== EXERCISE PASSAGE ==
Coupled with large solar power plants or vast wind farms, battery systems are used to store excess energy production during peak hours of sunshine or the wind blowing, and release the accumulated energy when the opposite is the case. This is done to ensure that the installation is providing a constant output according to what the operator is obliged to deliver to the transmission network, but also to prevent the local grid from overloading, known as the ramp-rate control application.
Such storage systems have to cope with large fluctuations in energy production, and as they are delivering energy to HV grid infrastructure, they operate in a high voltage - low current mode. Conversely, small renewables installations generate electricity at a much lower voltage, typically under 50 V, while their batteries must handle currents in the thousands of amperes. Facilities such as base stations of telecommunications infrastructure do not need to quickly compensate for fluctuations in electricity generation, but instead rely on receiving constant voltage.
Remote areas also tend to be either too cold or too hot, or also high moisture salty sea environments. As Li-ion cells are particularly susceptible to temperature, they can’t do without sophisticated temperature control, as well as other auxiliary systems. This electronics suffers in dusty or salt-moisture conditions, and requires significant maintenance. It also consumes electricity, ranging up to 5-7 percent of the system’s rated power.
Beyond the Arctic Circle or in the Desert
Because of all this, at remote unmanned industrial installations, nickel-cadmium batteries are preferred over Li-ion technology. Ni-Cd cells tolerate both very high and very low temperatures. In fact, while they are usually designed for ranges between -20 and +50 °C, they can as well withstand temperatures of -50 or +70 °C, at least for short periods of time.
Dust, moisture or salt does not affect Ni-Cd cells, which are typically placed inside a battery box with just sufficient louvers for air ventilation, without any air-conditioning. They do not require any other supporting systems, thus requiring minimum maintenance. Ni-Cd cells can be discharged autonomously over a long period of time, even for 10 days of insufficient or no solar irradiation, which is also advantageous for critical, must-run applications.

== TASK TO COMPLETE ==
Echo the full passage on battery storage for solar and wind installations word for word. The material that comes after the passage is separate from it.

Stored data entries:
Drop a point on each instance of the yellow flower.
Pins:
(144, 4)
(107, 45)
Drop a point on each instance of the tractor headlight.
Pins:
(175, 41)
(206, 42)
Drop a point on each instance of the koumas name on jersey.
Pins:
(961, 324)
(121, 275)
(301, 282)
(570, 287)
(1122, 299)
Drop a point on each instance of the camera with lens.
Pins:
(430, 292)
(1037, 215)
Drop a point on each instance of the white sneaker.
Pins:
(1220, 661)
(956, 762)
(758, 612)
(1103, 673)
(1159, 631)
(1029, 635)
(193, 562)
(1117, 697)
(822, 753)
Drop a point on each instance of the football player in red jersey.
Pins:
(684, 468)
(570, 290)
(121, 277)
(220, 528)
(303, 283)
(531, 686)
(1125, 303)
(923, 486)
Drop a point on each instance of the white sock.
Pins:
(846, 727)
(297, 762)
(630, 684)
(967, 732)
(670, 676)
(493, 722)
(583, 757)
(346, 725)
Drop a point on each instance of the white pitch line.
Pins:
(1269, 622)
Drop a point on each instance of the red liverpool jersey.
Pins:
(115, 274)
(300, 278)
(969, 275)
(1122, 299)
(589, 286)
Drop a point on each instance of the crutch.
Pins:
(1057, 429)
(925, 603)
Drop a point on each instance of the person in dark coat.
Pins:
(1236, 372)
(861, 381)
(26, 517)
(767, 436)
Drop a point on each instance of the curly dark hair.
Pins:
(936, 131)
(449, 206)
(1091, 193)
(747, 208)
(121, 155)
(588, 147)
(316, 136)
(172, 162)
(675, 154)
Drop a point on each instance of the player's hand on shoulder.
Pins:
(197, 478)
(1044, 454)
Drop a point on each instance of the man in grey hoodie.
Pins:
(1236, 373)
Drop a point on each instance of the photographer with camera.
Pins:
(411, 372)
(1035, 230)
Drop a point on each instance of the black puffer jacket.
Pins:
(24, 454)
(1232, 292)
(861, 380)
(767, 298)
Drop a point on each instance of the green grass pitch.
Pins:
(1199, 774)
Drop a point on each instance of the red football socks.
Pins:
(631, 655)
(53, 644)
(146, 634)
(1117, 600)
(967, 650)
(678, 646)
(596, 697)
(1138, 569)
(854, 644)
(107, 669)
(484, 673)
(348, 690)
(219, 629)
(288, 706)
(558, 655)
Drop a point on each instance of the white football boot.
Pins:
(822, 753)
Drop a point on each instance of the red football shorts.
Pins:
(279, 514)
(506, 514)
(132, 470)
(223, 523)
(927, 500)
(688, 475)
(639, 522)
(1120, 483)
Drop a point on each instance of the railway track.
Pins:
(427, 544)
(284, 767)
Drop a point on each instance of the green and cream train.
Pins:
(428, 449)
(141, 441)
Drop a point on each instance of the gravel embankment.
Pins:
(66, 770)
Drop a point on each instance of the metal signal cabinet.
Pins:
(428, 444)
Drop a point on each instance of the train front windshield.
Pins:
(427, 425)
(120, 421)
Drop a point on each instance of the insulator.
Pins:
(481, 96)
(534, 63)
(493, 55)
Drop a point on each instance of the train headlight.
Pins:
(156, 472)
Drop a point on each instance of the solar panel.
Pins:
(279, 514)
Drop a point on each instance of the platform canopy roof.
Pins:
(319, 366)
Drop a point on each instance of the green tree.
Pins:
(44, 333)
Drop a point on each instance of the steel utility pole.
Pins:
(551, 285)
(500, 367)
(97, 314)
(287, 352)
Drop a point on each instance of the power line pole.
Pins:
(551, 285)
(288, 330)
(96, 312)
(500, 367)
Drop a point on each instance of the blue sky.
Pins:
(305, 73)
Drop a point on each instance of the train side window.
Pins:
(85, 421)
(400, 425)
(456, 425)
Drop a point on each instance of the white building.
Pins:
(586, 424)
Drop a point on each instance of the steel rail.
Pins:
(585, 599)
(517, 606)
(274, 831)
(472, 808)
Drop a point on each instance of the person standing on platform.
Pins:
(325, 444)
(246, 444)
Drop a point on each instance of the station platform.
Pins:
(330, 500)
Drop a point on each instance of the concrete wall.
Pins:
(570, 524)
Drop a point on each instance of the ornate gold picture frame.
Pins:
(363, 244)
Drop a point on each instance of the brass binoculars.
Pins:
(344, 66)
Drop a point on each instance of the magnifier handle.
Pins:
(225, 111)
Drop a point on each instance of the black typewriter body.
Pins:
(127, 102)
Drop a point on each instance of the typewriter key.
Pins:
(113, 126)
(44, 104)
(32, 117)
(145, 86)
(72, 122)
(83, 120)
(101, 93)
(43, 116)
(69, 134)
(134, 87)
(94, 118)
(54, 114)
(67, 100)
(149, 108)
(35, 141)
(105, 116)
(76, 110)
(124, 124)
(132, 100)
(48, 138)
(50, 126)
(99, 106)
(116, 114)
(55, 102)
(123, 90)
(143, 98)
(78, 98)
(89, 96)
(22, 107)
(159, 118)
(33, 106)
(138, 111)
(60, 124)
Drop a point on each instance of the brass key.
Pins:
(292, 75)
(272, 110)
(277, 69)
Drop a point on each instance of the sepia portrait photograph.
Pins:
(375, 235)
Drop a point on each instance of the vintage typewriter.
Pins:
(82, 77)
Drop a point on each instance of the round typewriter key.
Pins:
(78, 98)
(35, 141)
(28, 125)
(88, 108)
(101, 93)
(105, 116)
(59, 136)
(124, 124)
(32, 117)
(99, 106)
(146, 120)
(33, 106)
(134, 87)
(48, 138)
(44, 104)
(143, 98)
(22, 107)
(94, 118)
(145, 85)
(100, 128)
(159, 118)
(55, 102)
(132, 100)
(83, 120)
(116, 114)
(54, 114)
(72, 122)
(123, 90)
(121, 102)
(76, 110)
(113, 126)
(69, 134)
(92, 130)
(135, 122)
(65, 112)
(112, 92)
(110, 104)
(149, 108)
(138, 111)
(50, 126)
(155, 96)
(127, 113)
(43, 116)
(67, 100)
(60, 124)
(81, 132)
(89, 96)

== RESPONSE TO THE TASK ==
Coupled with large solar power plants or vast wind farms, battery systems are used to store excess energy production during peak hours of sunshine or the wind blowing, and release the accumulated energy when the opposite is the case. This is done to ensure that the installation is providing a constant output according to what the operator is obliged to deliver to the transmission network, but also to prevent the local grid from overloading, known as the ramp-rate control application.
Such storage systems have to cope with large fluctuations in energy production, and as they are delivering energy to HV grid infrastructure, they operate in a high voltage - low current mode. Conversely, small renewables installations generate electricity at a much lower voltage, typically under 50 V, while their batteries must handle currents in the thousands of amperes. Facilities such as base stations of telecommunications infrastructure do not need to quickly compensate for fluctuations in electricity generation, but instead rely on receiving constant voltage.
Remote areas also tend to be either too cold or too hot, or also high moisture salty sea environments. As Li-ion cells are particularly susceptible to temperature, they can’t do without sophisticated temperature control, as well as other auxiliary systems. This electronics suffers in dusty or salt-moisture conditions, and requires significant maintenance. It also consumes electricity, ranging up to 5-7 percent of the system’s rated power.
Beyond the Arctic Circle or in the Desert
Because of all this, at remote unmanned industrial installations, nickel-cadmium batteries are preferred over Li-ion technology. Ni-Cd cells tolerate both very high and very low temperatures. In fact, while they are usually designed for ranges between -20 and +50 °C, they can as well withstand temperatures of -50 or +70 °C, at least for short periods of time.
Dust, moisture or salt does not affect Ni-Cd cells, which are typically placed inside a battery box with just sufficient louvers for air ventilation, without any air-conditioning. They do not require any other supporting systems, thus requiring minimum maintenance. Ni-Cd cells can be discharged autonomously over a long period of time, even for 10 days of insufficient or no solar irradiation, which is also advantageous for critical, must-run applications.